Could you print the stretch of lines below from the one with "bicycle wheel" through the one with "stone paving tile", exactly as they stand and without any pictures?
--------------------
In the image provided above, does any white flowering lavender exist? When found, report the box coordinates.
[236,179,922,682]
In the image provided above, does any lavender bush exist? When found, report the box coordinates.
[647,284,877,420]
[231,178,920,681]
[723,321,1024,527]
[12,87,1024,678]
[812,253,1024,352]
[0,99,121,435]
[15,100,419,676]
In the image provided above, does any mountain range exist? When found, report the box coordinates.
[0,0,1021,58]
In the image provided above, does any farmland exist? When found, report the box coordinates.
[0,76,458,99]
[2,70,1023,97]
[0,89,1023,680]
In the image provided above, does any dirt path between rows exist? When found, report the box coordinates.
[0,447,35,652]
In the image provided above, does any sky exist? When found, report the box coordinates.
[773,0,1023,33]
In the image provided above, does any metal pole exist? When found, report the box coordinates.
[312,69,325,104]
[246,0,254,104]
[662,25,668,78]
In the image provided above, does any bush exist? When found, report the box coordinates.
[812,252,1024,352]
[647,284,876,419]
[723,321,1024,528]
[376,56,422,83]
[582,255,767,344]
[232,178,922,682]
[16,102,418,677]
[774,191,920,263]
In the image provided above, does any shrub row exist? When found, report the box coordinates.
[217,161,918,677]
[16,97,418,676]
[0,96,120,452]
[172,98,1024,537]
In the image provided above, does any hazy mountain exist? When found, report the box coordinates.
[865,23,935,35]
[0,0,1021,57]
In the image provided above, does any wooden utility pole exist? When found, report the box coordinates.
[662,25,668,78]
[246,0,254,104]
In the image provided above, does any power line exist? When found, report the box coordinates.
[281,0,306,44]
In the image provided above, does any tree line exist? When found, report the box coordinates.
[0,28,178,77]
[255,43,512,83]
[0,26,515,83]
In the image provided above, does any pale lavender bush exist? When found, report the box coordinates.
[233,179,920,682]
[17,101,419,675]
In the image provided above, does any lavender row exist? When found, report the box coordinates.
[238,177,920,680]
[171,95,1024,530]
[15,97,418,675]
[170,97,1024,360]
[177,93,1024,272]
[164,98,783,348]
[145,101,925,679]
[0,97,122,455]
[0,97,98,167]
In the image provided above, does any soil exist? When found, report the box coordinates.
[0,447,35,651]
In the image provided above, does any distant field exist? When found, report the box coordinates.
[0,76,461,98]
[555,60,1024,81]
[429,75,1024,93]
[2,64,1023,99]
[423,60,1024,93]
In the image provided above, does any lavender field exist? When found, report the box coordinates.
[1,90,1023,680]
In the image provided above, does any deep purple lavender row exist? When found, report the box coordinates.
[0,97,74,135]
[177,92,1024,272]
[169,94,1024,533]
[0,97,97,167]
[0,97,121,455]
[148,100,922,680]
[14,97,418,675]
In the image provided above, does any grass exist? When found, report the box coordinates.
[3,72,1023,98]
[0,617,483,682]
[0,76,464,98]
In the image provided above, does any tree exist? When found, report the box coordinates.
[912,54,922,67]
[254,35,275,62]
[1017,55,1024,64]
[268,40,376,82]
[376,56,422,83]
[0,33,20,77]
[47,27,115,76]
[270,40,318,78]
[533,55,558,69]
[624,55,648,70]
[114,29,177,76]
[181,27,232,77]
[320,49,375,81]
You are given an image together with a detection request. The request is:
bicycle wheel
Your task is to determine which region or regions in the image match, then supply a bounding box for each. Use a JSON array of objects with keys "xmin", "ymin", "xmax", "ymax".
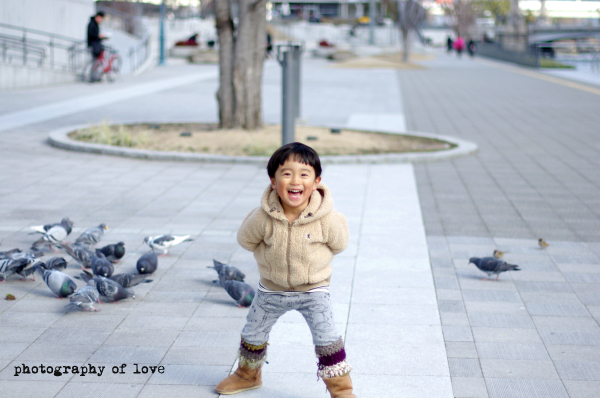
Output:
[
  {"xmin": 90, "ymin": 59, "xmax": 104, "ymax": 83},
  {"xmin": 106, "ymin": 55, "xmax": 121, "ymax": 83}
]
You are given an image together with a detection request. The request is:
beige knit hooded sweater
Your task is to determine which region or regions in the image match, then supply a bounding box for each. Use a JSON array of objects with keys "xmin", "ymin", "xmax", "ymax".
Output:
[{"xmin": 237, "ymin": 183, "xmax": 349, "ymax": 291}]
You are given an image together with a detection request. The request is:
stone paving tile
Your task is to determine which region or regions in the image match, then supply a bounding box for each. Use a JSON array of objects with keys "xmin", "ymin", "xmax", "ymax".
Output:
[
  {"xmin": 485, "ymin": 378, "xmax": 569, "ymax": 398},
  {"xmin": 480, "ymin": 359, "xmax": 559, "ymax": 379},
  {"xmin": 452, "ymin": 376, "xmax": 490, "ymax": 398},
  {"xmin": 446, "ymin": 342, "xmax": 479, "ymax": 358},
  {"xmin": 475, "ymin": 342, "xmax": 550, "ymax": 361},
  {"xmin": 468, "ymin": 313, "xmax": 535, "ymax": 329},
  {"xmin": 539, "ymin": 330, "xmax": 600, "ymax": 346},
  {"xmin": 448, "ymin": 358, "xmax": 484, "ymax": 377},
  {"xmin": 553, "ymin": 361, "xmax": 600, "ymax": 381},
  {"xmin": 55, "ymin": 382, "xmax": 144, "ymax": 398},
  {"xmin": 0, "ymin": 380, "xmax": 66, "ymax": 398}
]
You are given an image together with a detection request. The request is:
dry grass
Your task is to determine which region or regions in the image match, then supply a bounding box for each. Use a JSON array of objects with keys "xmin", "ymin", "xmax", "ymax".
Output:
[
  {"xmin": 70, "ymin": 123, "xmax": 454, "ymax": 157},
  {"xmin": 333, "ymin": 52, "xmax": 433, "ymax": 69}
]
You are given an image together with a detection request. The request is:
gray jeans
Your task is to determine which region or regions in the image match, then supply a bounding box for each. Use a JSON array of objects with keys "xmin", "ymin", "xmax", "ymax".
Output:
[{"xmin": 241, "ymin": 290, "xmax": 340, "ymax": 346}]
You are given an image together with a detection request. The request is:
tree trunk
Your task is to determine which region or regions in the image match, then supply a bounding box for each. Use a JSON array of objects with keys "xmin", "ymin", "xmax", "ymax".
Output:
[
  {"xmin": 233, "ymin": 0, "xmax": 267, "ymax": 129},
  {"xmin": 215, "ymin": 0, "xmax": 235, "ymax": 128}
]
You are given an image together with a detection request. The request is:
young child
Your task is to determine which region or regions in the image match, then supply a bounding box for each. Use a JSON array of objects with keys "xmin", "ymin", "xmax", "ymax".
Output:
[{"xmin": 215, "ymin": 143, "xmax": 356, "ymax": 397}]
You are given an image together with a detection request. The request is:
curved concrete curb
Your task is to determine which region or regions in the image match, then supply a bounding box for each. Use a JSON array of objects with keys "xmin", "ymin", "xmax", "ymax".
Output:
[{"xmin": 48, "ymin": 124, "xmax": 478, "ymax": 164}]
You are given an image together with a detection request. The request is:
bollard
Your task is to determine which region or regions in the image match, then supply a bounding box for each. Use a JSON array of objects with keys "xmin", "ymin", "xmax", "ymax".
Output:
[{"xmin": 277, "ymin": 43, "xmax": 303, "ymax": 146}]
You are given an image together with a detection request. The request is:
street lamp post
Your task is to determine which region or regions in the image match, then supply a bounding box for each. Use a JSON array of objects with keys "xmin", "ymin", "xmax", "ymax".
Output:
[{"xmin": 369, "ymin": 0, "xmax": 376, "ymax": 44}]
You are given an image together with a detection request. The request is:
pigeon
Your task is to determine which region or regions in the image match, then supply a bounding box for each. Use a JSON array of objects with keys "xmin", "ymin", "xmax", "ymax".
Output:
[
  {"xmin": 469, "ymin": 257, "xmax": 521, "ymax": 281},
  {"xmin": 41, "ymin": 257, "xmax": 68, "ymax": 271},
  {"xmin": 30, "ymin": 217, "xmax": 73, "ymax": 247},
  {"xmin": 33, "ymin": 264, "xmax": 77, "ymax": 298},
  {"xmin": 0, "ymin": 254, "xmax": 39, "ymax": 281},
  {"xmin": 136, "ymin": 252, "xmax": 158, "ymax": 274},
  {"xmin": 220, "ymin": 280, "xmax": 255, "ymax": 307},
  {"xmin": 109, "ymin": 273, "xmax": 153, "ymax": 288},
  {"xmin": 538, "ymin": 238, "xmax": 549, "ymax": 249},
  {"xmin": 65, "ymin": 281, "xmax": 100, "ymax": 311},
  {"xmin": 75, "ymin": 224, "xmax": 108, "ymax": 246},
  {"xmin": 30, "ymin": 217, "xmax": 73, "ymax": 236},
  {"xmin": 96, "ymin": 242, "xmax": 125, "ymax": 263},
  {"xmin": 209, "ymin": 259, "xmax": 245, "ymax": 283},
  {"xmin": 493, "ymin": 250, "xmax": 507, "ymax": 259},
  {"xmin": 144, "ymin": 235, "xmax": 193, "ymax": 255},
  {"xmin": 60, "ymin": 242, "xmax": 96, "ymax": 268},
  {"xmin": 90, "ymin": 253, "xmax": 114, "ymax": 278},
  {"xmin": 0, "ymin": 248, "xmax": 22, "ymax": 259},
  {"xmin": 79, "ymin": 270, "xmax": 135, "ymax": 303}
]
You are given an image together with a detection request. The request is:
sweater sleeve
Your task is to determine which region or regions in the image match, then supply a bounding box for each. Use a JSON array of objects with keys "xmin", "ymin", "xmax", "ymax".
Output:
[
  {"xmin": 237, "ymin": 207, "xmax": 266, "ymax": 252},
  {"xmin": 324, "ymin": 211, "xmax": 349, "ymax": 255}
]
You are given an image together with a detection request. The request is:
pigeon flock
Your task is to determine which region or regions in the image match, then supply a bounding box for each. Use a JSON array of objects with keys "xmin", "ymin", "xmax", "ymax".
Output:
[{"xmin": 0, "ymin": 217, "xmax": 254, "ymax": 311}]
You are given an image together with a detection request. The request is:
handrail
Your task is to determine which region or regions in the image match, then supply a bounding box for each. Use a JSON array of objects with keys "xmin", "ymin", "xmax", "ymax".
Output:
[{"xmin": 0, "ymin": 22, "xmax": 81, "ymax": 44}]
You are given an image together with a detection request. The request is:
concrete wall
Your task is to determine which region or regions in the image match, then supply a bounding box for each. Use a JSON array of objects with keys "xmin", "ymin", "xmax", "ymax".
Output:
[
  {"xmin": 0, "ymin": 63, "xmax": 78, "ymax": 91},
  {"xmin": 0, "ymin": 0, "xmax": 95, "ymax": 40}
]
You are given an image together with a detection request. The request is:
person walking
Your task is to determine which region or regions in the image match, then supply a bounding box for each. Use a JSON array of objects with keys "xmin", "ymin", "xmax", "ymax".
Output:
[
  {"xmin": 467, "ymin": 38, "xmax": 476, "ymax": 58},
  {"xmin": 454, "ymin": 36, "xmax": 465, "ymax": 58},
  {"xmin": 446, "ymin": 36, "xmax": 453, "ymax": 53}
]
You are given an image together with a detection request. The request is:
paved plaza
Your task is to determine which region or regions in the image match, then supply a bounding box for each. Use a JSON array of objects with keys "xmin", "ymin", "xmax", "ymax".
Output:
[{"xmin": 0, "ymin": 50, "xmax": 599, "ymax": 398}]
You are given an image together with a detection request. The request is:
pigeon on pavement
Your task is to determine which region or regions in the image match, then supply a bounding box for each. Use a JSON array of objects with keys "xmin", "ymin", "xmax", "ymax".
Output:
[
  {"xmin": 493, "ymin": 250, "xmax": 507, "ymax": 259},
  {"xmin": 96, "ymin": 242, "xmax": 125, "ymax": 263},
  {"xmin": 220, "ymin": 280, "xmax": 255, "ymax": 307},
  {"xmin": 538, "ymin": 238, "xmax": 549, "ymax": 249},
  {"xmin": 75, "ymin": 224, "xmax": 108, "ymax": 246},
  {"xmin": 144, "ymin": 235, "xmax": 193, "ymax": 255},
  {"xmin": 136, "ymin": 252, "xmax": 158, "ymax": 274},
  {"xmin": 209, "ymin": 259, "xmax": 246, "ymax": 283},
  {"xmin": 60, "ymin": 242, "xmax": 96, "ymax": 268},
  {"xmin": 109, "ymin": 273, "xmax": 153, "ymax": 288},
  {"xmin": 33, "ymin": 264, "xmax": 77, "ymax": 298},
  {"xmin": 41, "ymin": 257, "xmax": 68, "ymax": 271},
  {"xmin": 79, "ymin": 270, "xmax": 134, "ymax": 303},
  {"xmin": 65, "ymin": 282, "xmax": 100, "ymax": 311},
  {"xmin": 0, "ymin": 257, "xmax": 35, "ymax": 281},
  {"xmin": 90, "ymin": 253, "xmax": 114, "ymax": 278},
  {"xmin": 469, "ymin": 257, "xmax": 520, "ymax": 281},
  {"xmin": 0, "ymin": 248, "xmax": 22, "ymax": 259},
  {"xmin": 30, "ymin": 217, "xmax": 73, "ymax": 246}
]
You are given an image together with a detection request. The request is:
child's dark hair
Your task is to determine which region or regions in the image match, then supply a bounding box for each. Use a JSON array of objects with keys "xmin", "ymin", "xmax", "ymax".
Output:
[{"xmin": 267, "ymin": 142, "xmax": 322, "ymax": 178}]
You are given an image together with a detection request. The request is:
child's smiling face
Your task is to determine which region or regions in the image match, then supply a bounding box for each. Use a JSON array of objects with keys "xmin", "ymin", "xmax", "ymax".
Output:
[{"xmin": 270, "ymin": 158, "xmax": 321, "ymax": 219}]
--------------------
#### [Answer to this exercise]
bicycle wheel
Your task is to determine which region or regions in the image match, then supply a bounding box for each. Use a JSON array of objects with keys "xmin", "ymin", "xmax", "ymax".
Output:
[
  {"xmin": 90, "ymin": 59, "xmax": 104, "ymax": 83},
  {"xmin": 106, "ymin": 55, "xmax": 121, "ymax": 83}
]
You are given an image together with a detection request. The request is:
beige knit hooded sweater
Your task is to determine which region or regions in the image match, then supply a bounding box for each. Use a JSON array of objects with keys "xmin", "ymin", "xmax", "ymax".
Output:
[{"xmin": 237, "ymin": 183, "xmax": 349, "ymax": 291}]
You are given an image together with a detection request. The request is:
stone paving tile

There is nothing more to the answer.